(Text provided)

One of the main arguments to justify his tariffs has been Trump’s repeated claims that they would lower America’s persistent trade deficit and generate revenue for the Treasury.

Indeed, Trump’s elevated tariffs have substantially increased revenue, bringing in over $236 billion this year through November, far exceeding previous years. Yet, they still represent only a small portion of the federal government’s total revenue. They have not produced enough to substantiate the president’s assertion that tariff income could replace federal income taxes or facilitate direct cash payments to Americans.

Meanwhile, the US trade deficit has decreased considerably since the beginning of the year. The trade gap reached a monthly high of $136.4 billion in March, as consumers and businesses rushed to import foreign goods before Trump imposed his tariffs. The trade gap contracted to $52.8 billion in September, the most recent month for which data is available. However, the year-to-date deficit remained 17% higher than that of January-September 2024.

(To be done)
**A.** In the passage on Trump's tariffs and the trade deficit, how much revenue had the tariffs brought in this year through November?
**B.** Write the next part of the passage on Trump's tariffs and the trade deficit, starting right after its last sentence.

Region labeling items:
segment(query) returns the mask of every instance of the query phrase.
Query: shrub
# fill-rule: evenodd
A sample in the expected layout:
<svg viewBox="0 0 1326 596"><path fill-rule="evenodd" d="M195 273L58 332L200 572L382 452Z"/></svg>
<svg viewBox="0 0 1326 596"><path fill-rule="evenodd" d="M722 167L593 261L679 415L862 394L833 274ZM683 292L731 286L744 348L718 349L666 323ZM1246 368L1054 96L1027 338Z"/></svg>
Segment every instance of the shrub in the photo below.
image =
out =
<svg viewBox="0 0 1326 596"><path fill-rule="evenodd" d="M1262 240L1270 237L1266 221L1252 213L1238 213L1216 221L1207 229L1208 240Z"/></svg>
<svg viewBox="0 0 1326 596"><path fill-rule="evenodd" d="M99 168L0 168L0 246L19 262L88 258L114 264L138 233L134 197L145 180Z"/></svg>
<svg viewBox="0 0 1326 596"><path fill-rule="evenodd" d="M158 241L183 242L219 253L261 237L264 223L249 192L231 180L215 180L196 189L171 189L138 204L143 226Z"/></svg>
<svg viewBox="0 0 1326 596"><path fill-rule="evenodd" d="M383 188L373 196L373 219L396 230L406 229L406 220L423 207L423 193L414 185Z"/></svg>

(Responses for each task)
**A.** Over $236 billion.

**B.**
Trump’s tariffs in 2025 affected nearly every nation globally, including America’s primary trading partners. However, his policies have had the most significant effect on US trade with China, which was once the largest source of American imports but has now fallen to No. 3 behind Canada and Mexico. Current US tariffs on Chinese imports reach 47.5%, as calculated by Chad Bown of the Peterson Institute for International Economics.

The value of goods entering the US from China declined by nearly 25% during the first three quarters of the year. Imports from Canada also decreased, while the value of products from Mexico, Vietnam, and Taiwan increased year-to-date.

For investors, the stock market experienced its most volatile moments this year during some of the most unpredictable periods related to Trump’s tariffs.

The S&P 500, an index tracking the largest public companies in the US, experienced its largest single-day and weekly fluctuations in April, along with its biggest monthly losses and gains in March and June, respectively.